(Saved data entries)

+-------+

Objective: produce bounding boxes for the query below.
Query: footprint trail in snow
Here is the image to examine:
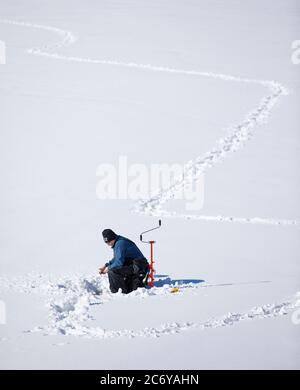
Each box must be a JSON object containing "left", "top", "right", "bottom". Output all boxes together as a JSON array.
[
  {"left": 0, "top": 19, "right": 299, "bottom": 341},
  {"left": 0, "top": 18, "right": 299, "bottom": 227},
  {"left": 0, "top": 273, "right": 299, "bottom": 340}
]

+-------+

> Task objective
Except for the pictures, set down each line of the records exactly as it appears.

> Answer to this exercise
Objective: produce bounding boxes for the query below.
Query: footprint trail in snow
Here is the image to examine:
Each box must be a JSON object containing "left", "top", "right", "bottom". Output all boxes together as a JSON array.
[
  {"left": 0, "top": 19, "right": 299, "bottom": 341},
  {"left": 0, "top": 18, "right": 299, "bottom": 227},
  {"left": 0, "top": 273, "right": 299, "bottom": 340}
]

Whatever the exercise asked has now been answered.